### PROMPT
According to the commentary below on the blackface incident, who owns the building in which The Coloradoan is located?

### QUOTED PASSAGE
┌──

The only person to come forward said it all happened so fast, that she didn’t even have time to question if making the gesture from Black Panther was right or wrong.

I call bullshit.

If you’re ‘clever’ enough to think of the reference while your white face is covered in black clay you’re clever enough to understand what it means to American culture and the disturbing history we share.

And if those students haven’t ever learned this history then here’s a quick recap for any of you out there who aren’t sure what the big deal is.

In the 1850’s black face (a white person painting their face in shoe polish, coal dust, etc) began as a way to portray African American people on stage for the entertainment of Antebellum era Southerners still miffed that much of their free labor had been emancipated. Actors played black characters in ways that perpetuated inaccurate stereotypes of them as being lazy, ignorant, superstitious, hypersexual, criminal and cowardly.

It wasn’t right then. It certainly isn’t now.

Now listen…I am human. You are too. We screw up.

Once, I was driving a friend home from a race and belted out the lyrics to a DMX song (because I love post-race DMX) and she stared at me in horror before I realized the word I’d sang along with. I still feel bad about it to this day…so I’m not sitting here on any sort of high horse.

But what I can say is this, when we make a mistake we admit it, we understand it and we OWN it. Meaning that we don’t try to turn the situation around to how our wrong behavior has “victimized us”.

I read through the young woman’s apology (side note and something we should all be aware of when looking at the whole picture: the female from the photo, Leana Kaplan had her apology printed in The Coloradoan even though they don’t accept outside articles or personal letters. Turns out, her father, Les Kaplan, owns the building that the newspaper resides in. Can you say “conflict of interest”, kiddies?) Her apology turned from seemingly genuine regret to her own hardships resulting from the incident. She even went on counter attack saying it was all a political ploy by a prominent educator, Tay Anderson, who is running for the Denver School Board.

I have to call bullshit again. You are responsible for how you behaved, you can’t be mad that people are raising awareness of the racial inequality which brought about such behavior. It’s not all about you, princess.

Public shaming is completely acceptable when you’ve been a total douche about something.

CSU is facing its own backlash and I say it’s about time. The predominantly white upper-class college isn’t a stranger to this kind of behavior from it’s students. In the past two years there have been a string of racist and anti-semitic crimes, including a noose hung in a resident hall targeting a Black resident assistant, graffiti proclaiming “Fu%& Jews”, and even CSU security calling the police on two Native American students who were on a tour of the college. Despite all of these hate crimes, CSU and its board of directors have done little to combat the behaviors that make its minority students feel threatened, anxious and segregated.

└──

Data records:

┌──

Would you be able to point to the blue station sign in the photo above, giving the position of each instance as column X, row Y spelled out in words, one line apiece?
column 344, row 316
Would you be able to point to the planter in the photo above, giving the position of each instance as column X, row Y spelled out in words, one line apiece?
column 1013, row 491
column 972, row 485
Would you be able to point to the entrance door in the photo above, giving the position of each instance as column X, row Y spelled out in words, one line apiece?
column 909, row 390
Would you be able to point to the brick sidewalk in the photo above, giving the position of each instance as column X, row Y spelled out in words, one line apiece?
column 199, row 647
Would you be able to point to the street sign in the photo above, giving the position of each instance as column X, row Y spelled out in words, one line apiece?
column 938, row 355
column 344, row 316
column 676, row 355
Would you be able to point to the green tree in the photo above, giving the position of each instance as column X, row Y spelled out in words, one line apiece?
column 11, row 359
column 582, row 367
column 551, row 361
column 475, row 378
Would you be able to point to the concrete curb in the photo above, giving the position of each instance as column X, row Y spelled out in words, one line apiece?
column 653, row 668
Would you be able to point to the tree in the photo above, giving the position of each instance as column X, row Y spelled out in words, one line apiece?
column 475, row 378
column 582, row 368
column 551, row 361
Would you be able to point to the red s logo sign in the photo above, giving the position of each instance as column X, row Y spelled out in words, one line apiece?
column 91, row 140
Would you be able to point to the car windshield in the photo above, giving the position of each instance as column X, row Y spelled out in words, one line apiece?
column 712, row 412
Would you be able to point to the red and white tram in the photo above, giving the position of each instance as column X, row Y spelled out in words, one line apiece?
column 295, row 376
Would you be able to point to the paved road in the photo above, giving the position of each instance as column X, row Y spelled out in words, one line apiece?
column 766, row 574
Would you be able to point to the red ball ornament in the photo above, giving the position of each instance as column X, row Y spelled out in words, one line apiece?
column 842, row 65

└──

### FULL OUTPUT
Les Kaplan, the father of Leana Kaplan.